In order to Tax non-monetary property and wealth the government sets an arbitrary price (they are not even personalized assesments) and often people transact below that price. I have bought and sold below that price. I want my government to declare the highest price it would buy at if I so decided.

Government: X is worth Y

Me: Sold (or not if I so wish)

How can we force (make an incentive compatible mechanism for) the government to reveil its indifference price towards all goods/property to be Taxed?

I want to solve an optimization problem to confirm the incentive compatibility. I am hoping for a stable equilibrium where not only an increase/decrease in the price (any deviation from the indifference price) puts the government in a worse position but also if the government were to declare any other price it would always improve its position be moving closer (the utility function should be unimodal with the mode equal to the government's indifference price and it should have no other local maximum) There should be uncertanty (the government doesn't know the Tax payers' reservation price otherwise the best choice would be to declare their reservation price over your own indifference price).

How I went about trying to solve the problem.

The government has a WTP Y (because either it values the asset at Y or because it can sell at Y if no agent has a higher WTP than the owner then obviously Y=Z) The owner has a WTS Z

The government want to maximize their wealth.

So everytime anything lower than Y (X<Y) will not be declared because The government would lose on taxes (it can increase the tax revenues until Y without worrying about having to purchase)

On the other hand when it declares something higher than Z the owner will sell making the government earn the tax rate but lose MR of 1.

Let's say the tax rate in not constant but proportional to some tax rate for the highest valued asset

$\dfrac{x^2}{2w} + Y - X$ is the function of the of the government

We can see that when x < w (always true since w is the highest valued asset) The government actually loses more than it earns for declaring anything higher

I don't know how to account for uncertainty on Z

  • $\begingroup$ I don't understand your question. What do you mean by the government setting a price to tax something? What does it mean for people to transact below that price? $\endgroup$ Nov 3, 2021 at 23:07
  • $\begingroup$ @axelniemeyer The government (for tax purposes) "says" how much X (for example a house) is "worth". It sets some general and abstract criteria (for example surface area Z$ per square metre, location the price for a square metre depends on the location, floor a house in the third floor will be worth more than the same house in the basement), And it calculates the Tax you must pay as a percentage of that. The problem is that often what the government calculates is exorbitant (it also inflates thence the Tax payed) and you can find no one to transact at that price (it is merely fictitious). $\endgroup$ Nov 4, 2021 at 6:32
  • $\begingroup$ @axelniemeyer I want the assesments to be personalized and equal to the governments indifference price. $\endgroup$ Nov 4, 2021 at 6:33
  • $\begingroup$ I understand what you mean now but the question is still very vague. What kind of model do you have in mind? The government interacting with a single taxpayer in isolation and the valuations of both are their private information? This model is not very good in that the government's valuation comes somewhat out of nowhere. In practice, this valuation should be the resale price, which is more or less common knowledge, so your "russian roulette" mechanism would be the solution. Otherwise, can the taxpayer commit not to rebuy the house? Also, is the taxrate given exogenously? $\endgroup$ Nov 4, 2021 at 20:46
  • $\begingroup$ @axelniemeyer The government interacts with every taxpayer but since we have variables (we don't need a numerical value for any of them) and we can consider the incentives to be similar (profit-seeking not loss-seeking) we can choose to make the interaction 1-1 to make things easier. Or we can complicate stuff by adding many taxpayers and a liquidity problem (if every taxpayer or at least a lot of them decided to sell maybe the government could not meet the supply). The valuations of both (every person) should probably be private information. $\endgroup$ Nov 4, 2021 at 23:42

2 Answers 2


I think I understood your question. You want a mechanism through which the government and the owner of the non-monetary asset interact in such a way that the tax charged is "fair", right? If this is correct I think the issue here is to define what would be a "fair" tax, and in your question you are assuming that fairness will be for the tax to the depend on the government valuation. However, I believe the government's value for someone's house, for example, has no reason to be different from the house's market value, so I think what you want is simply that the basis value for the tax to be the house's market value, but this should be public information.

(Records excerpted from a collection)
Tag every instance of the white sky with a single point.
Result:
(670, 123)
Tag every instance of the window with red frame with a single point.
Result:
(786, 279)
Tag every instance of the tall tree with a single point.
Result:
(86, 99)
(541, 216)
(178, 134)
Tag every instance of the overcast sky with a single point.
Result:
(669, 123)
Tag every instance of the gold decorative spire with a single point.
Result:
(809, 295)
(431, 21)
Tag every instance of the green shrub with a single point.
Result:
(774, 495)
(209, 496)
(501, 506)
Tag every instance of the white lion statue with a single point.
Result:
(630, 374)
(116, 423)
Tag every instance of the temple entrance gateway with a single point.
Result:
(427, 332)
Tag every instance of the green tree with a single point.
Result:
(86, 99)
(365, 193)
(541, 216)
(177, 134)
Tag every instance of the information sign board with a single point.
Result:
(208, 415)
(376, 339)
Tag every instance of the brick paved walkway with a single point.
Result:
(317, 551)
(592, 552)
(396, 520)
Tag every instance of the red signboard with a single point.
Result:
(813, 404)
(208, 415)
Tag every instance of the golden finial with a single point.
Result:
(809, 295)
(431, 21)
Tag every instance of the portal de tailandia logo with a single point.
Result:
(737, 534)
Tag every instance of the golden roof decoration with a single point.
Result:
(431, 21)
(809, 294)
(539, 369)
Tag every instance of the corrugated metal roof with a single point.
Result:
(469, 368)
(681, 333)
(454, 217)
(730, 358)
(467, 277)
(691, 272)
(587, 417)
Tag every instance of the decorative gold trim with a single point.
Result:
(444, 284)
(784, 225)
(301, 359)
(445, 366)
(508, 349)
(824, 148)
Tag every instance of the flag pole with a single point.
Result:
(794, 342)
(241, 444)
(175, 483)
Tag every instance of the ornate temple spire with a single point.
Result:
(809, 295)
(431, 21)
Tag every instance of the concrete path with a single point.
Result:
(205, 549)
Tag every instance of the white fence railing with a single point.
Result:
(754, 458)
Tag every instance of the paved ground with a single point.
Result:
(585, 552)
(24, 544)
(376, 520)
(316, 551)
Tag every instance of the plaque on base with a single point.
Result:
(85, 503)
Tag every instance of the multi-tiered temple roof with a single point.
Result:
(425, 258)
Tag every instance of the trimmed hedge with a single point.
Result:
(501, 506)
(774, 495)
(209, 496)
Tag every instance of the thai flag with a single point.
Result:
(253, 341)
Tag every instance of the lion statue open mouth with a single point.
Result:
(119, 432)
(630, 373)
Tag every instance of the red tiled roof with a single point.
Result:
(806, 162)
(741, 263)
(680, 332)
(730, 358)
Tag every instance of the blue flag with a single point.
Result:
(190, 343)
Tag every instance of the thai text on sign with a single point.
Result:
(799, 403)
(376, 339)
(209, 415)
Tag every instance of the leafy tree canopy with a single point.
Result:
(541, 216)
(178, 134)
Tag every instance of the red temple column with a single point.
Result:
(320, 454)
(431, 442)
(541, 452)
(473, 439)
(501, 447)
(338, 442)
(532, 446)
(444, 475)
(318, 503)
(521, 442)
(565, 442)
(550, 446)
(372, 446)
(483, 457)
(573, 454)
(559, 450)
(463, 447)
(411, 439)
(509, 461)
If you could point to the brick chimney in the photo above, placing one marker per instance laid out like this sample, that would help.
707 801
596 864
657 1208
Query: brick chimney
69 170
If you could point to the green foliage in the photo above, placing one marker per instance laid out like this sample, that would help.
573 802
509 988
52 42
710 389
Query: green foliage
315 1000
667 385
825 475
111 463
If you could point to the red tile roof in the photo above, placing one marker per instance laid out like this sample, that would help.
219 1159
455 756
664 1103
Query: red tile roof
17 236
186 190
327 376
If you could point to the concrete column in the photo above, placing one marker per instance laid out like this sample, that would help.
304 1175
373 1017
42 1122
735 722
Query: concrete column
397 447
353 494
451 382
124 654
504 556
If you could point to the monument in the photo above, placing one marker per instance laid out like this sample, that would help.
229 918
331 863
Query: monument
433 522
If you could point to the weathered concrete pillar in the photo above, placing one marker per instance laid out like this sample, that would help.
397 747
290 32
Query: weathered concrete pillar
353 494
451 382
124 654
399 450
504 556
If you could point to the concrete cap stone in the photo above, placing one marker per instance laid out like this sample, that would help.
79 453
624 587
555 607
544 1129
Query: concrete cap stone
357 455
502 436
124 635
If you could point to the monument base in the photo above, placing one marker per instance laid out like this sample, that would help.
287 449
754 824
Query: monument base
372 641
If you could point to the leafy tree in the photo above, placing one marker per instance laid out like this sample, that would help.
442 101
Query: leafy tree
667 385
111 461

Tasks to perform:
1. In the text on government property tax valuation, which three criteria does the comment offer as examples of how the government calculates what a house is worth?
2. Write the next part of the text on government property tax valuation, starting after its last sentence.

The results:
1. Surface area, location, and the floor the house is on.

2.
The problem is that there are illiquid assets, like a house, such that the market value is not as precise as the price of a stock, and in this case the government might have an incentive to claim that the asset's value is more than it actually is to earn more taxes as it happened to you. I believe that the most obvious solution to this problem is to have more precise estimates of the asset's value, and in this sense there is no incentive problem so it is unnecessary to design an incentive compatible mechanism since there is no reason for the government's value for your house be different than its market value.

The book Radical Markets by Eric Posner and Glen Weyl look at this problem from another perspective, and by that I mean that the tax does not depend on the government's valuation, as you proposed, but on the owner's valuation. They proposed substituting the current rules of property taxation to Harberger taxation. In a system with Harberger taxation the taxes an individual pays depends on the owner's assessment of the asset's value, and if there is another person willing to pay the price the owner reported, then the owner has to sell it. A formalization of this idea can be found in Ownership of the Means of Production (2016) by Weyl and Zhang.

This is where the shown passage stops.